> Passage shown:
+---+
IEEE ENGINEERING IN MEDICINE AND BIOLOGY SOCIETY LECTURES – DECEMBER 2020
December 16, 2020 @ 10:00 am - 11:00 am CST
The IEEE Engineering in Medicine and Biology Society, Chicago Chapter is honored to present Dr. Sven Vanneste, a pioneer and expert in the research on ageing-related neurological disorders.
The brain is an astonishingly complex and robust network of cells that mediates our everyday functions from sensations and movements to consciousness and learning. Under certain conditions that are not yet sufficiently understood, the brain can undergo unstable or deviant states that lead to debilitating and even life-threatening circumstances (e.g., seizures, depression, tinnitus and neurodegeneration). The field of neuromodulation has emerged as a promising opportunity to treat these different brain disorders, in which a seemingly crude pattern of electrical or magnetic stimulation of the nervous system can interact with aberrant neurons to improve a patient’s symptoms. One of the most widely pursued approaches uses surface electrical stimulation on the scalp or body, including activation of the trigeminal or vagus nerve, to treat a wide range of health conditions such as seizures, depression, tinnitus, anxiety, memory loss, inflammation and pain, though results can vary dramatically. A growing consensus is that this type of non-invasive stimulation can be non-specific and sensitizes a broad area of the brain that may drive therapeutic effects in some patients; however, greater or more consistent efficacy may be achieved through paired stimulation with a targeted input or task to interact with specific sensitized regions relevant for improving symptoms. In other words, electrical stimulation applied to the head could lead to current that spreads across and activates a broad volume of the brain or electrical stimulation of a peripheral nerve can have widespread projections throughout the brain that broadly activate multiple interconnected neural regions. However, a targeted input (e.g., a single pure tone or movement of a single finger) or specific task can be designed to activate a local population of neurons that overlaps with the broad activation caused by electrical stimulation, in which coordinated activation by both modalities leads to paired plasticity or sensitization of just the overlapping localized region (i.e. functional targeting or targeted plasticity). In this presentation I will go deeper in on the potential of peripheral nerve stimulation as a tool target plasticity and its application for different neurological disorders including memory decline, tinnitus, chronic pain, stroke and PTSD.
+---+
> Using the information:
1 > Answer these questions about the lecture announcement.
(a) On what date and at what time does the lecture begin?
(b) Which two nerves are named as ones that surface electrical stimulation can activate?
(c) What five disorders does the presenter plan to discuss applying peripheral nerve stimulation to?
2 > Translate this sentence from the lecture announcement into Spanish: "The brain is an astonishingly complex and robust network of cells that mediates our everyday functions from sensations and movements to consciousness and learning."
3 > Print the lecture announcement word for word from "IEEE ENGINEERING IN MEDICINE AND BIOLOGY SOCIETY LECTURES" to "ageing-related neurological disorders.".

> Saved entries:
+---+
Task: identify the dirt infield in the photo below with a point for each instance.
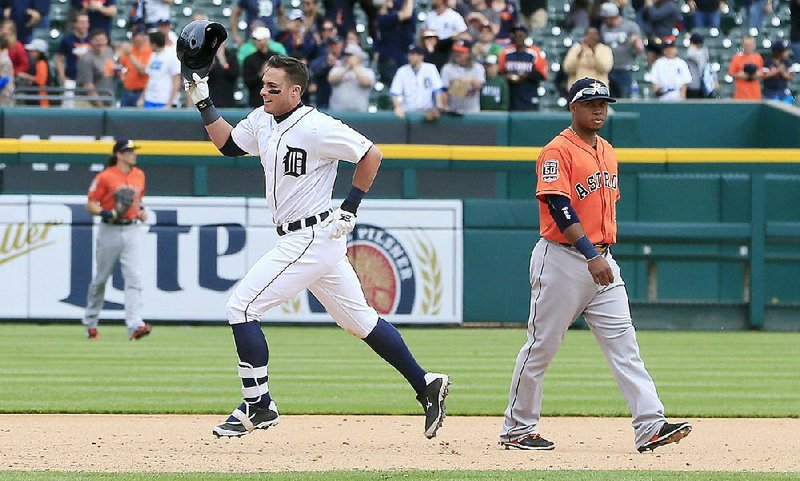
(173, 443)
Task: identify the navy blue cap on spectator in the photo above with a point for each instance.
(696, 39)
(519, 27)
(588, 88)
(779, 46)
(124, 144)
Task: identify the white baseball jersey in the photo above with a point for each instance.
(300, 156)
(416, 88)
(670, 74)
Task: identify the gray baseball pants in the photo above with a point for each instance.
(117, 243)
(561, 290)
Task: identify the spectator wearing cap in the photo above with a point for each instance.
(494, 93)
(477, 13)
(660, 17)
(163, 75)
(96, 69)
(254, 66)
(670, 74)
(16, 49)
(509, 17)
(351, 81)
(265, 11)
(533, 13)
(704, 81)
(778, 73)
(434, 49)
(134, 57)
(524, 66)
(446, 22)
(101, 14)
(707, 13)
(746, 68)
(295, 38)
(463, 78)
(71, 48)
(223, 77)
(396, 30)
(417, 86)
(39, 72)
(321, 66)
(246, 49)
(625, 39)
(154, 11)
(25, 15)
(588, 58)
(486, 45)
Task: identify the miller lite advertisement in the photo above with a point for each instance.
(407, 254)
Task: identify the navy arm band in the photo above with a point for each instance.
(562, 211)
(230, 149)
(353, 199)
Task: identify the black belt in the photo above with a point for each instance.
(284, 229)
(601, 248)
(120, 222)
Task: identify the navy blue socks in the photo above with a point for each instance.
(251, 345)
(387, 342)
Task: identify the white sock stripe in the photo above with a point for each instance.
(242, 417)
(246, 371)
(255, 391)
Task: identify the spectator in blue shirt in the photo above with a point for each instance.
(396, 29)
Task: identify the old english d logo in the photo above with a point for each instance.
(294, 162)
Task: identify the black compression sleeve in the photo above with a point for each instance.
(561, 210)
(230, 149)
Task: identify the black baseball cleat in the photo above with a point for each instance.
(432, 400)
(247, 418)
(669, 433)
(530, 442)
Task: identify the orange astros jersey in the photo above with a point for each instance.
(110, 180)
(570, 167)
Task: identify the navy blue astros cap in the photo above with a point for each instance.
(124, 144)
(587, 88)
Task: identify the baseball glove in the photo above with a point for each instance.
(123, 200)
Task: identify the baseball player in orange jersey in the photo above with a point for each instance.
(573, 273)
(116, 196)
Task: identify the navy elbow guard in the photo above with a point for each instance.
(562, 211)
(230, 149)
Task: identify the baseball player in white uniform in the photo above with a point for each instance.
(300, 148)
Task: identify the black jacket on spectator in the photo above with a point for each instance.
(251, 74)
(222, 81)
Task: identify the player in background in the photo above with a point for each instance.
(573, 273)
(116, 196)
(300, 148)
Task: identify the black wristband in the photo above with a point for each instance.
(208, 113)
+---+
> Solutions to each task:
1 >
(a) December 16, 2020, at 10:00 am CST
(b) The trigeminal nerve and the vagus nerve
(c) Memory decline, tinnitus, chronic pain, stroke and PTSD

2 > El cerebro es una red de células asombrosamente compleja y robusta que media nuestras funciones cotidianas, desde las sensaciones y los movimientos hasta la conciencia y el aprendizaje.

3 >
IEEE ENGINEERING IN MEDICINE AND BIOLOGY SOCIETY LECTURES – DECEMBER 2020
December 16, 2020 @ 10:00 am - 11:00 am CST
The IEEE Engineering in Medicine and Biology Society, Chicago Chapter is honored to present Dr. Sven Vanneste, a pioneer and expert in the research on ageing-related neurological disorders.